_DATASET RECORDS_:
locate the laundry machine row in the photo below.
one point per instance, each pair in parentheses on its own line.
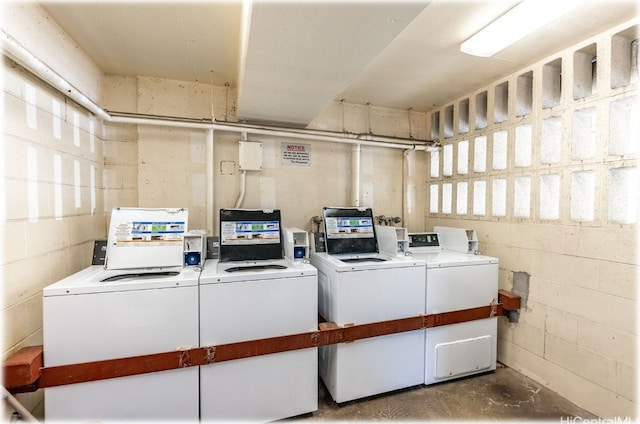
(100,314)
(127,309)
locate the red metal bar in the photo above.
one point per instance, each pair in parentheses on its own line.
(24,371)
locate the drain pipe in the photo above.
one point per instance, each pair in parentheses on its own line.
(355,175)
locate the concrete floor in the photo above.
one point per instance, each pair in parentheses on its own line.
(501,395)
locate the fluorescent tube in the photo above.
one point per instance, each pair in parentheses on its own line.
(517,23)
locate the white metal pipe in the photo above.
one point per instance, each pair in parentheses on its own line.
(355,175)
(18,407)
(210,184)
(243,184)
(270,131)
(17,52)
(20,54)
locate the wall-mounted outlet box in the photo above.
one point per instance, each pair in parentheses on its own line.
(250,156)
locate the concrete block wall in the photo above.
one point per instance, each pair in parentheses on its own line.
(53,206)
(543,164)
(171,164)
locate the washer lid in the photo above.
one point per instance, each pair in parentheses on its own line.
(96,279)
(365,264)
(447,258)
(229,272)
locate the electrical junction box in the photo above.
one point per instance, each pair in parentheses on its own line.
(250,156)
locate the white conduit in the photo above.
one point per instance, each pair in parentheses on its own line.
(14,404)
(17,52)
(355,175)
(210,174)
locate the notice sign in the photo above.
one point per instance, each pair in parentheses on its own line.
(294,154)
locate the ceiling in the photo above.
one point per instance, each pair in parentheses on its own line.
(291,60)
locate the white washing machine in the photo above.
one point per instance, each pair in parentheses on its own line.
(365,287)
(100,314)
(242,300)
(456,281)
(89,319)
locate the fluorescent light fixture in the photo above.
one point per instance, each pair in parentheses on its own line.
(520,21)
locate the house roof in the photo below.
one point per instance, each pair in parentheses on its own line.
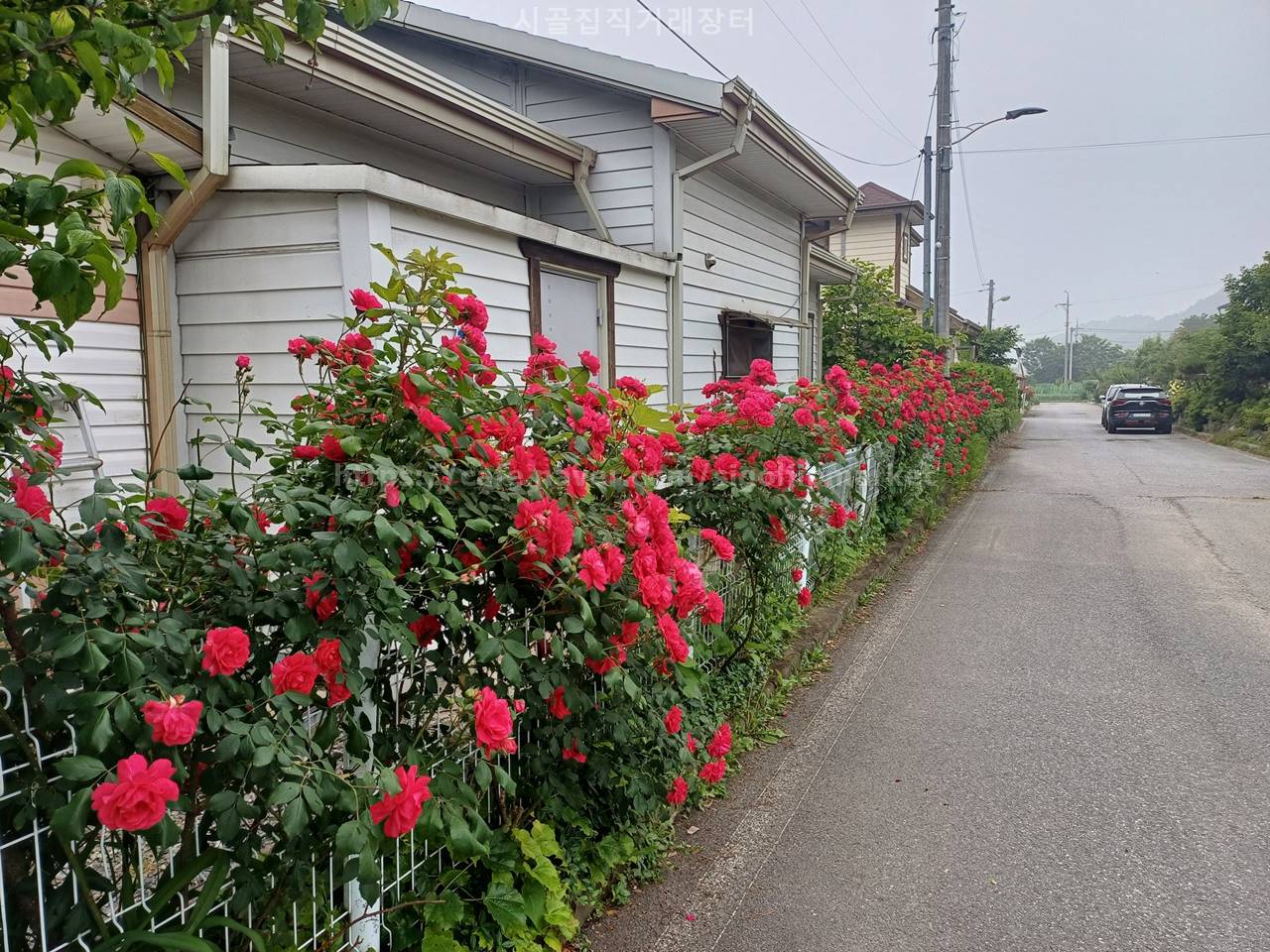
(382,90)
(703,113)
(875,198)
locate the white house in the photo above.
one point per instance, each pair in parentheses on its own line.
(676,226)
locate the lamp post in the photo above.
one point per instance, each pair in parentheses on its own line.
(944,172)
(993,298)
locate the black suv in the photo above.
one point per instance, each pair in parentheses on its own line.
(1137,407)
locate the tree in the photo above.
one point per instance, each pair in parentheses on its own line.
(1043,359)
(996,345)
(1243,357)
(1091,354)
(862,320)
(53,58)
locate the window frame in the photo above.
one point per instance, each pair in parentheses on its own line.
(726,318)
(574,263)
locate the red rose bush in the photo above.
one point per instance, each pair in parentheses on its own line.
(453,599)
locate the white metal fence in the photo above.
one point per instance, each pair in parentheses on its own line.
(41,902)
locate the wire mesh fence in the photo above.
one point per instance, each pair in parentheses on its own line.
(42,905)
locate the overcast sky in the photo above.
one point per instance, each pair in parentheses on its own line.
(1152,226)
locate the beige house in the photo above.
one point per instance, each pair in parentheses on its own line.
(887,232)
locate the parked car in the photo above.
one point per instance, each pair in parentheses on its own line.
(1137,407)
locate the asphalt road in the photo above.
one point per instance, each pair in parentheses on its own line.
(1052,733)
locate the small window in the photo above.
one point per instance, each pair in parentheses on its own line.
(744,339)
(572,299)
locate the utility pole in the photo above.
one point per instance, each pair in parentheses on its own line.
(943,186)
(1067,335)
(928,213)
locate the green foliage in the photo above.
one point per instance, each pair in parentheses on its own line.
(997,345)
(1215,367)
(864,321)
(1091,354)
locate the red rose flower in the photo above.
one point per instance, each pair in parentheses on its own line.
(493,724)
(140,794)
(675,644)
(172,721)
(336,692)
(557,706)
(575,481)
(720,743)
(712,611)
(426,629)
(225,651)
(331,449)
(592,570)
(679,792)
(322,606)
(363,299)
(631,386)
(296,671)
(400,811)
(714,771)
(721,546)
(164,517)
(31,499)
(837,516)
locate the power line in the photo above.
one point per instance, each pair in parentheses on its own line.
(724,75)
(930,114)
(847,67)
(1119,145)
(826,73)
(681,39)
(810,137)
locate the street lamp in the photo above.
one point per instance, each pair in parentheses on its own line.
(944,203)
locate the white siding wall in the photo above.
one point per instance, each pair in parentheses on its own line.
(871,238)
(620,130)
(107,356)
(254,271)
(498,273)
(642,329)
(757,272)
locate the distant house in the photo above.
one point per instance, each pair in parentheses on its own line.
(887,231)
(676,226)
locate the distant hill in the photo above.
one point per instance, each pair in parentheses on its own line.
(1130,330)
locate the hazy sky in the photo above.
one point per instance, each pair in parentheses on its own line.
(1153,226)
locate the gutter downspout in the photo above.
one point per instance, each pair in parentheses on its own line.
(677,179)
(158,277)
(580,177)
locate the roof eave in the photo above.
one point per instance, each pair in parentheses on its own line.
(370,70)
(604,68)
(786,144)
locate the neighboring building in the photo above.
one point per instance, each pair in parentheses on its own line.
(887,231)
(675,226)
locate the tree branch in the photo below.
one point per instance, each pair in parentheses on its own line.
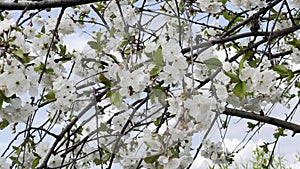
(265,119)
(29,5)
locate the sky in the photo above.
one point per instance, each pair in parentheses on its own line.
(288,146)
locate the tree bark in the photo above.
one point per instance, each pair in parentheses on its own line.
(30,5)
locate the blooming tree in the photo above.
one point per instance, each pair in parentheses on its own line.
(153,74)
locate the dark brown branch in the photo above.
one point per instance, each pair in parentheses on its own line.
(265,119)
(29,5)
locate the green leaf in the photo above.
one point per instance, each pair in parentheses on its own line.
(151,159)
(116,98)
(159,94)
(253,63)
(157,121)
(223,1)
(213,63)
(3,98)
(240,89)
(282,70)
(97,161)
(50,96)
(265,148)
(94,45)
(63,49)
(251,126)
(35,162)
(297,84)
(156,56)
(105,81)
(155,70)
(234,78)
(280,132)
(3,124)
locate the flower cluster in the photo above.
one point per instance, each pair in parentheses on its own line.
(215,152)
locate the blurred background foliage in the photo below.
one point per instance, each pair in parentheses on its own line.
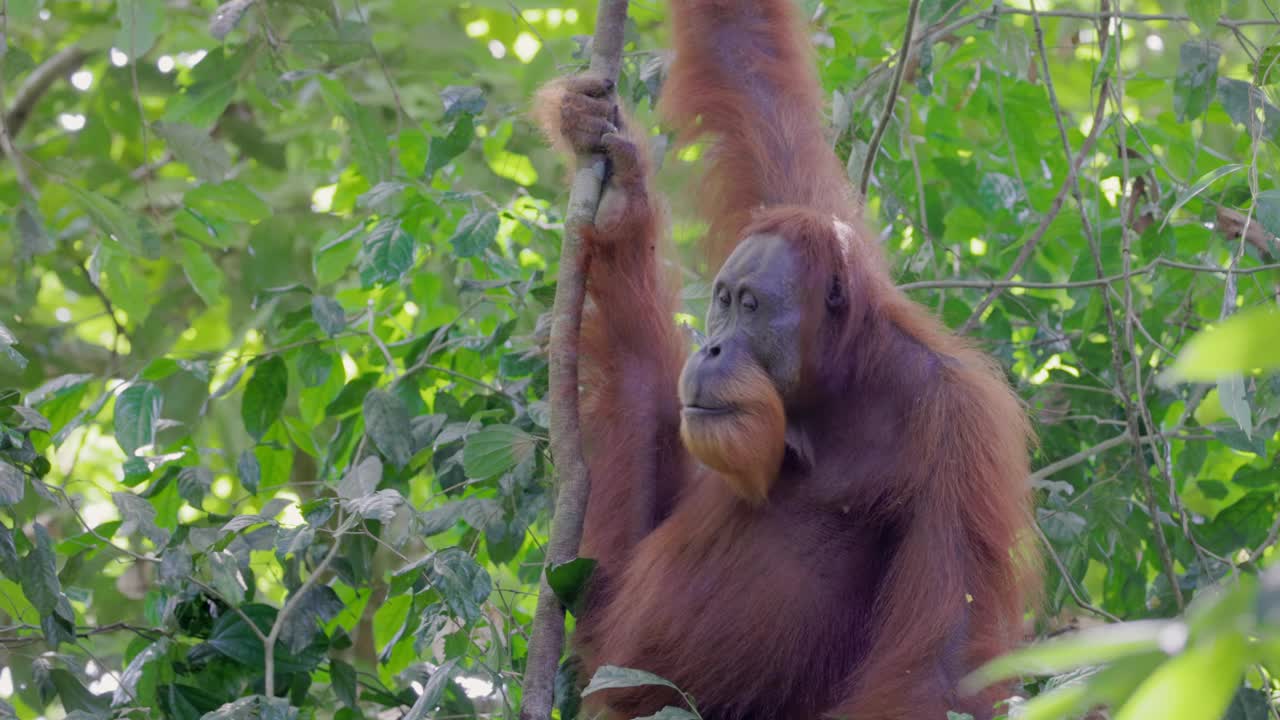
(273,326)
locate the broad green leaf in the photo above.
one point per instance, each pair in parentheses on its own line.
(368,139)
(31,229)
(388,425)
(229,201)
(1244,342)
(362,479)
(494,450)
(328,314)
(442,150)
(1205,14)
(40,573)
(141,22)
(136,413)
(264,396)
(213,86)
(1198,683)
(475,233)
(570,580)
(227,17)
(343,680)
(202,273)
(7,342)
(1267,208)
(13,484)
(462,100)
(1230,395)
(1201,186)
(461,582)
(433,692)
(193,147)
(110,218)
(1196,81)
(611,677)
(138,518)
(387,254)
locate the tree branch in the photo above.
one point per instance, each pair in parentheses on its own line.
(574,484)
(873,146)
(39,82)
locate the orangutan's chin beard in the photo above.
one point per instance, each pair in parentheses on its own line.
(743,436)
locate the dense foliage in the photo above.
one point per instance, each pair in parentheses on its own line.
(273,333)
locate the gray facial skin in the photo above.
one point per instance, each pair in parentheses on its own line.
(755,314)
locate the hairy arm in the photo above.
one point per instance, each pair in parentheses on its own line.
(631,350)
(744,74)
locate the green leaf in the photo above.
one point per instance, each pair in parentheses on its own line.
(301,627)
(433,692)
(136,413)
(352,395)
(461,582)
(1243,343)
(1267,69)
(227,17)
(250,470)
(213,86)
(1198,683)
(7,342)
(202,273)
(1092,646)
(494,450)
(1201,186)
(362,479)
(1267,208)
(570,579)
(110,218)
(462,100)
(475,233)
(231,201)
(1205,14)
(206,158)
(611,677)
(40,573)
(141,22)
(328,314)
(76,697)
(387,254)
(264,396)
(343,680)
(442,150)
(140,516)
(388,424)
(368,139)
(1197,78)
(13,484)
(31,231)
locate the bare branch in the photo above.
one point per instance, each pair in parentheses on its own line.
(574,484)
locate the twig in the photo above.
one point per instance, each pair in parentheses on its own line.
(1024,254)
(291,605)
(878,135)
(39,82)
(1166,557)
(574,483)
(1070,582)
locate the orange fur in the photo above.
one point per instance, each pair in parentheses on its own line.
(886,563)
(745,446)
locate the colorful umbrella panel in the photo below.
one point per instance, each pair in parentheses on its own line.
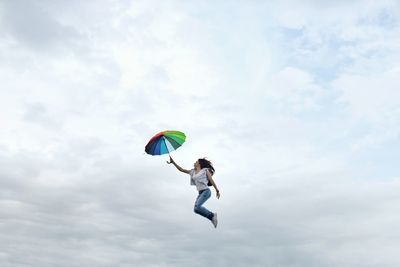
(165,142)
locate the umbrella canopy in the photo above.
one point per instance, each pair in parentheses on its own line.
(165,142)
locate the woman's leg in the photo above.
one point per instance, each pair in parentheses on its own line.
(198,205)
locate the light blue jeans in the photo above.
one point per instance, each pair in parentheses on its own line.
(198,205)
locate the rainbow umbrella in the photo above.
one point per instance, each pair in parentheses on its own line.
(165,142)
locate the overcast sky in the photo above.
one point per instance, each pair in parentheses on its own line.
(297,103)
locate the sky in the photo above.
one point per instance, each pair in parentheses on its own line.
(295,102)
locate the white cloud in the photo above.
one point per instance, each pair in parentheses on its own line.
(282,97)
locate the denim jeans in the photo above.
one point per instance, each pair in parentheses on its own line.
(198,205)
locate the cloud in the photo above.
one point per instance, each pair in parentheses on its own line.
(294,103)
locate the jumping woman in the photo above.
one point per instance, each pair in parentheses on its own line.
(201,177)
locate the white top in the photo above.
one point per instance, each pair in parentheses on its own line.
(200,179)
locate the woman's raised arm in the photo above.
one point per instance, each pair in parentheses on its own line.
(177,166)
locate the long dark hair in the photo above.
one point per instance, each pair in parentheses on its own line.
(204,163)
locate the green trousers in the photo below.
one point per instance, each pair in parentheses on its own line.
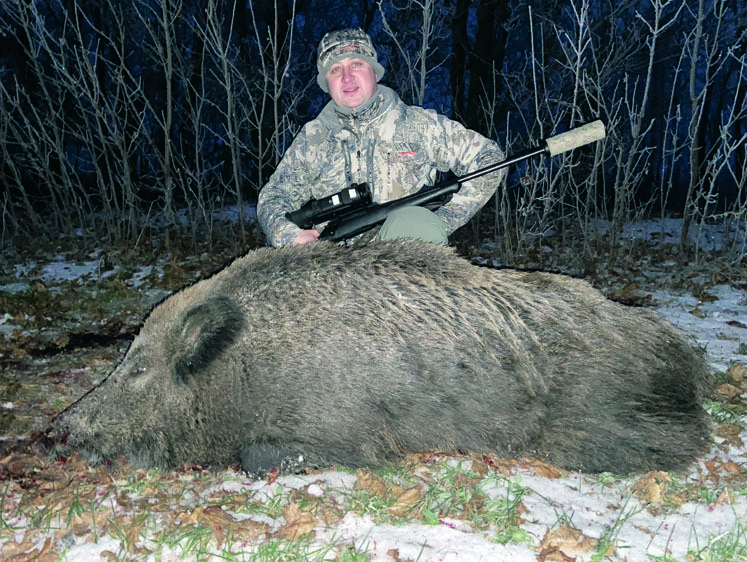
(414,222)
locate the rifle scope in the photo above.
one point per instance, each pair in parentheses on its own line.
(317,211)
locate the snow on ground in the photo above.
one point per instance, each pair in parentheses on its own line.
(601,508)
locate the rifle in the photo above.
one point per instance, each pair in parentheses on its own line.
(351,212)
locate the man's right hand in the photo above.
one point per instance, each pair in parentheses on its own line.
(306,236)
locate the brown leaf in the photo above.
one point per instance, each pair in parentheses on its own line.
(271,476)
(728,391)
(369,482)
(393,553)
(406,501)
(565,542)
(651,487)
(297,523)
(546,470)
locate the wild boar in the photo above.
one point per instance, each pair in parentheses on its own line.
(324,355)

_THE REQUEST_: Set down only the lines running from the line with "locate the rainbow" to the end of the entries, inclusive; omit every picture.

_WRITTEN RESPONSE_:
locate the rainbow umbrella in the photo above.
one point per instance, each pair in parentheses on its own line.
(165,142)
locate the overcast sky in the photo above.
one point per instance, each pair in parentheses on its own line.
(297,103)
locate the sky in the photo above.
one point per instance, each pair in parentheses on its own line.
(295,102)
locate the white cloud in the photo above.
one point per instance, each pair in parentheses on its own line.
(282,97)
locate the denim jeans in the photo above.
one point per instance, each pair in parentheses on its own line.
(198,205)
locate the cloud in the photo above.
one point per instance, each pair in parentheses on its own line.
(294,103)
locate the jumping woman in the photo above.
one point per instance, each pair in parentheses on its own line.
(201,177)
locate the white top in the photo above.
one point per instance, each pair in parentheses on its own line.
(200,179)
locate the woman's raised arm in the photo above.
one point per instance, each pair in parentheses on its own line.
(177,166)
locate the long dark hair in the photo above.
one point per instance, each pair in parentheses on its own line.
(204,163)
locate the green trousers in the photo below.
one point per instance, each pair in parentheses on its own line.
(414,222)
locate the rifle scope in the photo above.
one point per instance, each pair in parentheses on its own line.
(317,211)
locate the snow on ground in the photo above.
one point per instance, each pair in parentheses on its own line.
(601,508)
locate the rifle in the photo above.
one point per instance, each pair in parentheses on its own line.
(351,212)
locate the man's right hand in the photo above.
one point per instance, each pair in parentheses on its own line.
(306,236)
locate the brown leaf in the photo above.
one point per instance, each pair in parentheses on its own line.
(271,476)
(728,391)
(369,482)
(393,553)
(406,501)
(565,542)
(651,487)
(297,523)
(546,470)
locate the wild boar in the photo above.
one point per instance, each pair in parentheses on its own line.
(324,355)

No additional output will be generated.